Natural language region descriptions –
..............................

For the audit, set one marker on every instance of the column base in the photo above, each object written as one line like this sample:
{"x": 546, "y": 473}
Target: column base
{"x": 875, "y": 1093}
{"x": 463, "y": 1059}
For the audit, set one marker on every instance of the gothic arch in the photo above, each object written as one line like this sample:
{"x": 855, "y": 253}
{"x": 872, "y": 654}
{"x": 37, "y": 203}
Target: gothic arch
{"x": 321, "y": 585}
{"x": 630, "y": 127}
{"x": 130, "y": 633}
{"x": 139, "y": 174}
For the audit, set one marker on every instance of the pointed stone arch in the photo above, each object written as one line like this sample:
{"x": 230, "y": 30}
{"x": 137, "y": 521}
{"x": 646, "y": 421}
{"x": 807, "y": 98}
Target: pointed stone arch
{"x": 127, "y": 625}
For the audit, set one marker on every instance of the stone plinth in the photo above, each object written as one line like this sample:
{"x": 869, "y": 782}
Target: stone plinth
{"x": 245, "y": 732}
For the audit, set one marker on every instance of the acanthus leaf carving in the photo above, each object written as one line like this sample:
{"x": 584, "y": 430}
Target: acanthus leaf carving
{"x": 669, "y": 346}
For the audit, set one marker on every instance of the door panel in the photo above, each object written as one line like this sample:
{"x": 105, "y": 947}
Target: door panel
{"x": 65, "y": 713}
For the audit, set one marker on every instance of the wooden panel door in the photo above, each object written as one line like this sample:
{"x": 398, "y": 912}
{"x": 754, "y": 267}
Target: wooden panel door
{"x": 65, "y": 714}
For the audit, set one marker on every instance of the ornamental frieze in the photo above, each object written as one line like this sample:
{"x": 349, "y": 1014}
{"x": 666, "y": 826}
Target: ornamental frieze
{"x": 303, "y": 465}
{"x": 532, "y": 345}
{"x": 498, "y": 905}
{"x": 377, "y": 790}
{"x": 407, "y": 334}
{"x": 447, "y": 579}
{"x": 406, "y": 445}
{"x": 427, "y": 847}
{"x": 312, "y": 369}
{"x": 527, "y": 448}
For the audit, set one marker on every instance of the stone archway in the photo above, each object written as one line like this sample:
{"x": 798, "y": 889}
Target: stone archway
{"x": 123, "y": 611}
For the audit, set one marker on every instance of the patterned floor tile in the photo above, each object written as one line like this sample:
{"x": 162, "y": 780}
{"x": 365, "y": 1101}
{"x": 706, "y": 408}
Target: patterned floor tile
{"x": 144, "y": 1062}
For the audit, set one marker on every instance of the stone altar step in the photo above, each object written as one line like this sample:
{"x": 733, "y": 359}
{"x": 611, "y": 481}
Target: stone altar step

..............................

Please set down exactly the lines running from the one with "the stone archway" to the last line of the entries above, both of them included, and no others.

For the audit, set one marker on every instance of the stone archway in the photo above, each object written as one line like this sample:
{"x": 798, "y": 889}
Target: stone archway
{"x": 123, "y": 611}
For the audit, set one marker on every instance of the patterned floor tile in the photo above, each object written as one line like this sample:
{"x": 162, "y": 780}
{"x": 365, "y": 1101}
{"x": 706, "y": 408}
Target: patterned floor tile
{"x": 144, "y": 1062}
For the audit, set one marker on every instance of the stone altar step in the photo above, each object written as one line like this sample:
{"x": 733, "y": 359}
{"x": 611, "y": 481}
Target: stone altar step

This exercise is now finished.